═══ Data provided ═══
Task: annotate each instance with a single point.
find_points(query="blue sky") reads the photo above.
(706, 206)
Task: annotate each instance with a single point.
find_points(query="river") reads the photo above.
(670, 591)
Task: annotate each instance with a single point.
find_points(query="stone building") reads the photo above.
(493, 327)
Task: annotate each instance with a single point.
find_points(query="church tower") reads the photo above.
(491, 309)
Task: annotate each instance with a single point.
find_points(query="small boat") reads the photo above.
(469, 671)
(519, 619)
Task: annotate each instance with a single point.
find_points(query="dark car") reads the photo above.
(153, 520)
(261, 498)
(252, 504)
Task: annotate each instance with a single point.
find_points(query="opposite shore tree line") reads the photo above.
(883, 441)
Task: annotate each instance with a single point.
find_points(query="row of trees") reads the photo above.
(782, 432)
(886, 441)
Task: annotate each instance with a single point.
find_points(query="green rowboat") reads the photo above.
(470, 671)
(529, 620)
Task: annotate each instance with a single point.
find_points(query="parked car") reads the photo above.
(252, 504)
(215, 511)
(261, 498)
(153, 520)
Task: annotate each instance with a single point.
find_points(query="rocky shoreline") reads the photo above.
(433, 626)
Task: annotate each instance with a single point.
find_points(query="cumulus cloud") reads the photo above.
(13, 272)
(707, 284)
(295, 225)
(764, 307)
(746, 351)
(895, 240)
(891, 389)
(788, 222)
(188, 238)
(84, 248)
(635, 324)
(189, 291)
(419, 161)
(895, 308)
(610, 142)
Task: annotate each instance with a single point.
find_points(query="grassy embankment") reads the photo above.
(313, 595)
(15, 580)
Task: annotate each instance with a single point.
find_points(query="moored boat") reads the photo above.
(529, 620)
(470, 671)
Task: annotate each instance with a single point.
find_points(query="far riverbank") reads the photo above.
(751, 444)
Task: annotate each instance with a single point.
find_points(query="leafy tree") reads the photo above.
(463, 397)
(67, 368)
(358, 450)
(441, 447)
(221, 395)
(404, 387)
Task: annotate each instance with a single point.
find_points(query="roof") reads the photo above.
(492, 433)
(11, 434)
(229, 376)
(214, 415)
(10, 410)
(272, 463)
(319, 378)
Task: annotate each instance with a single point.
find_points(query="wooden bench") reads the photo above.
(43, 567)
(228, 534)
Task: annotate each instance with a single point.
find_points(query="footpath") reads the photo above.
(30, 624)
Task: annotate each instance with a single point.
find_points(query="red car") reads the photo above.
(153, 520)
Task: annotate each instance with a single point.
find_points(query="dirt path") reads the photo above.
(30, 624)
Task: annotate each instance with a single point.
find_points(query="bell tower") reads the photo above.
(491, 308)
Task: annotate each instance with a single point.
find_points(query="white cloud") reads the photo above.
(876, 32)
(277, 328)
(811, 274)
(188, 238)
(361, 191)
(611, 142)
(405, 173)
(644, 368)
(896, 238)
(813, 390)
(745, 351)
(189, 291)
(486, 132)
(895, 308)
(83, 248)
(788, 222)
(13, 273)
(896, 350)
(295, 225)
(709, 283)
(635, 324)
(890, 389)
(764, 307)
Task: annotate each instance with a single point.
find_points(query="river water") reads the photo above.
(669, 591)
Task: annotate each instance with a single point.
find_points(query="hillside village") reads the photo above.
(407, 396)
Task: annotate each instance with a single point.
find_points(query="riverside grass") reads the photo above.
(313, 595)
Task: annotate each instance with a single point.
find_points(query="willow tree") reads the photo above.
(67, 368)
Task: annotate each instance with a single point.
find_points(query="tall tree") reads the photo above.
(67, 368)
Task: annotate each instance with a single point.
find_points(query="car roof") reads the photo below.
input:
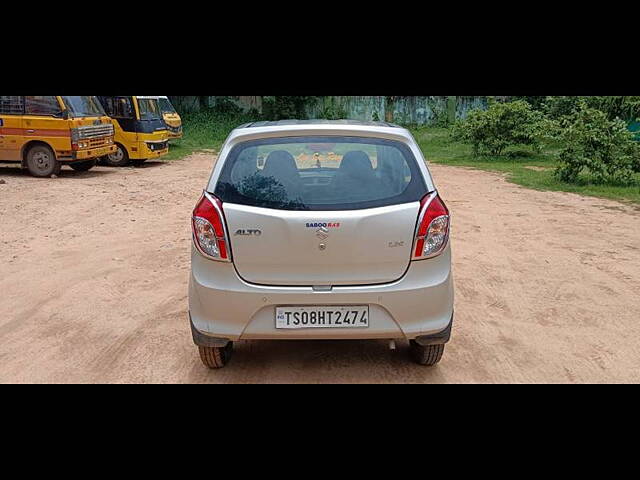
(279, 123)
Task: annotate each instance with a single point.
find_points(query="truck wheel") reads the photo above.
(425, 355)
(83, 166)
(119, 158)
(42, 162)
(216, 357)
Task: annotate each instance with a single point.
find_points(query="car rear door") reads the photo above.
(342, 212)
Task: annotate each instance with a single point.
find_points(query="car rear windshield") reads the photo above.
(320, 173)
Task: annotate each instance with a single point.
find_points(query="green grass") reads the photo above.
(438, 147)
(204, 131)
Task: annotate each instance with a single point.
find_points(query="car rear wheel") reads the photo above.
(216, 357)
(427, 355)
(119, 158)
(83, 166)
(42, 162)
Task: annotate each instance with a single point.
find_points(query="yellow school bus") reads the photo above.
(171, 118)
(45, 132)
(140, 131)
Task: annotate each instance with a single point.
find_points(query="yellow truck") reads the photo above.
(140, 131)
(171, 118)
(45, 132)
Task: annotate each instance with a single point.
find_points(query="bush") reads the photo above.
(625, 107)
(502, 125)
(600, 146)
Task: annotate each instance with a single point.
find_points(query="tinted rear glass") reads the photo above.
(320, 173)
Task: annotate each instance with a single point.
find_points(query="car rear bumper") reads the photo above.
(223, 306)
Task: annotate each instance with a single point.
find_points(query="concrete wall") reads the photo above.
(407, 110)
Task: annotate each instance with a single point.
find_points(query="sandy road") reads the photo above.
(94, 268)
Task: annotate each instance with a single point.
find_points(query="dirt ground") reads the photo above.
(94, 269)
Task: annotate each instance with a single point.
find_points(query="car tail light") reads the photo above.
(433, 228)
(209, 232)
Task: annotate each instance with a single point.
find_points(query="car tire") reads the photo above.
(42, 162)
(83, 166)
(120, 158)
(427, 355)
(216, 357)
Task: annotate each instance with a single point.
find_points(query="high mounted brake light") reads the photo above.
(433, 228)
(209, 234)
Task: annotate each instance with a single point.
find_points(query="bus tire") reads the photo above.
(83, 166)
(42, 162)
(120, 158)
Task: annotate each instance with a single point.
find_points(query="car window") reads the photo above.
(320, 173)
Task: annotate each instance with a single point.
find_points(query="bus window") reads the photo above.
(41, 105)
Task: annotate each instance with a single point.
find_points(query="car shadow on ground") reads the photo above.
(319, 361)
(147, 164)
(16, 171)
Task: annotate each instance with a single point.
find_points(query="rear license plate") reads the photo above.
(341, 316)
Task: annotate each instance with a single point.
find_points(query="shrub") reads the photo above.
(600, 146)
(625, 107)
(500, 126)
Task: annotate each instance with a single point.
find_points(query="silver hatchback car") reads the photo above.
═══
## Exercise description:
Reproduce the data verbatim. Do not carry any picture into the copy.

## Answer:
Task: annotate each instance with a single point.
find_points(query="blue sky") reads the photo above.
(706, 206)
Task: annotate each instance with a single point.
find_points(query="river") reads the photo above.
(670, 591)
Task: annotate each instance with a single point.
find_points(query="stone building") reads the photo above.
(493, 327)
Task: annotate each instance with a single point.
find_points(query="church tower") reads the photo above.
(491, 309)
Task: annotate each instance with a single point.
find_points(query="small boat") reads the photo above.
(469, 671)
(519, 619)
Task: annotate each instance with a single point.
find_points(query="dark car") reads the photo above.
(153, 520)
(261, 498)
(252, 504)
Task: annotate each instance with a single point.
find_points(query="opposite shore tree line") reads the photo above.
(883, 441)
Task: annotate each instance with a single point.
find_points(query="row of trees") reads the photo above.
(782, 432)
(886, 441)
Task: annotate each instance with a single point.
find_points(query="green rowboat") reads the photo above.
(470, 671)
(529, 620)
Task: annotate each instance with a single point.
find_points(query="parked car") reads the photo above.
(252, 504)
(215, 511)
(261, 498)
(153, 520)
Task: annotate each instance with a single point.
find_points(query="rocky shoreline") reads the photo above.
(433, 626)
Task: annotate each instance with a single point.
find_points(query="cumulus cloud") reads the photo above.
(13, 272)
(707, 284)
(295, 225)
(764, 307)
(746, 351)
(895, 240)
(891, 389)
(788, 222)
(188, 238)
(84, 248)
(635, 324)
(189, 291)
(419, 161)
(895, 308)
(610, 142)
Task: annotate each instance with a single point.
find_points(query="grassy embankment") reads the photo above.
(313, 595)
(15, 580)
Task: annotate each instance with a single point.
find_points(query="moored boat") reads the photo above.
(529, 620)
(470, 671)
Task: annotate each instance with a single point.
find_points(query="far riverbank") reads the photo above.
(751, 444)
Task: annotate each instance with a single point.
find_points(query="leafy tree") reads the photo above.
(463, 397)
(67, 368)
(358, 450)
(441, 447)
(221, 395)
(404, 387)
Task: annotate each instance with a single point.
find_points(query="roof") reads the photo above.
(492, 433)
(11, 434)
(229, 376)
(214, 415)
(10, 410)
(272, 463)
(319, 378)
Task: annotate each instance with a single point.
find_points(query="wooden bench") reads the photo above.
(43, 567)
(228, 534)
Task: annotate each instance with a single point.
find_points(query="footpath") reads the photo above.
(30, 624)
Task: annotate each instance with a single point.
find_points(query="red car") reads the photo above.
(153, 520)
Task: annotate each instance with a single point.
find_points(query="dirt path") reads the photo above.
(30, 624)
Task: annotate each instance with a single point.
find_points(query="bell tower") reads the photo above.
(491, 308)
Task: annotate each instance with a single point.
find_points(query="white cloud") reads the photo above.
(876, 32)
(277, 328)
(811, 274)
(188, 238)
(361, 191)
(611, 142)
(405, 173)
(644, 368)
(896, 238)
(813, 390)
(745, 351)
(189, 291)
(486, 132)
(895, 308)
(83, 248)
(788, 222)
(13, 273)
(896, 350)
(295, 225)
(709, 283)
(635, 324)
(890, 389)
(764, 307)
Task: annotate each instance with a single point.
find_points(query="river water") reads the photo above.
(669, 591)
Task: annotate each instance with a single point.
find_points(query="hillside village") reads the photo above.
(407, 396)
Task: annotate each instance with a single point.
find_points(query="riverside grass") reads the photo above.
(313, 595)
Task: annotate each instance with a single point.
find_points(query="willow tree") reads the photo above.
(67, 368)
Task: annotate each instance with a single point.
find_points(query="tall tree") reads the photo above.
(67, 368)
Task: annotate each instance with a single point.
find_points(query="car roof") reads the photo below.
input:
(279, 123)
Task: annotate each instance with a single point.
find_points(query="truck wheel") reads the photo above.
(425, 355)
(83, 166)
(119, 158)
(42, 162)
(216, 357)
Task: annotate each instance with a single point.
find_points(query="car rear door") reads the photo above.
(342, 212)
Task: annotate each instance with a single point.
find_points(query="car rear windshield") reads the photo above.
(320, 173)
Task: annotate each instance with a single point.
find_points(query="green grass") reads the photo above.
(438, 147)
(204, 131)
Task: annotate each instance with a single point.
find_points(query="car rear wheel") reads the photo above.
(216, 357)
(427, 355)
(119, 158)
(83, 166)
(42, 162)
Task: annotate each instance with a single point.
find_points(query="yellow school bus") reads the photo above.
(171, 118)
(45, 132)
(140, 131)
Task: annotate each instance with a single point.
find_points(query="yellow truck") reads the photo above.
(140, 131)
(171, 118)
(45, 132)
Task: annotate each instance with a single point.
find_points(query="bush") reads the photo above.
(625, 107)
(502, 125)
(600, 146)
Task: annotate each instance with a single point.
find_points(query="tinted rear glass") reads the photo above.
(320, 173)
Task: annotate each instance with a single point.
find_points(query="car rear bumper") reads the photo above.
(223, 306)
Task: annotate each instance with a single point.
find_points(query="concrete wall") reads the photo above.
(407, 110)
Task: annotate each instance with a single point.
find_points(query="sandy road") reads the photo above.
(94, 268)
Task: annotate each instance with a single point.
find_points(query="dirt ground") reads the photo above.
(94, 269)
Task: annotate each instance with a single point.
find_points(query="car tail light") reads the photo above.
(433, 228)
(209, 232)
Task: annotate each instance with a single point.
find_points(query="car tire") reads the photo above.
(42, 162)
(83, 166)
(120, 158)
(427, 355)
(216, 357)
Task: annotate each instance with a single point.
find_points(query="high mounted brake light") reads the photo above.
(433, 228)
(209, 234)
Task: annotate each instance with a single point.
find_points(query="bus tire") reads the photo above.
(83, 166)
(42, 162)
(120, 158)
Task: annotate each instance with a single point.
find_points(query="car window") reads the photo above.
(320, 173)
Task: annotate each instance with a single point.
find_points(query="bus window") reads the photo above.
(41, 105)
Task: annotate each instance with a single point.
find_points(query="car shadow on ground") reads the photo above.
(319, 361)
(147, 164)
(16, 171)
Task: annotate each instance with a single point.
find_points(query="rear license plate") reads the photo above.
(341, 316)
Task: annotate each instance with a single point.
find_points(query="shrub") reads the photo above.
(600, 146)
(625, 107)
(500, 126)
Task: annotate each instance with a single point.
find_points(query="silver hatchback car") reads the photo above.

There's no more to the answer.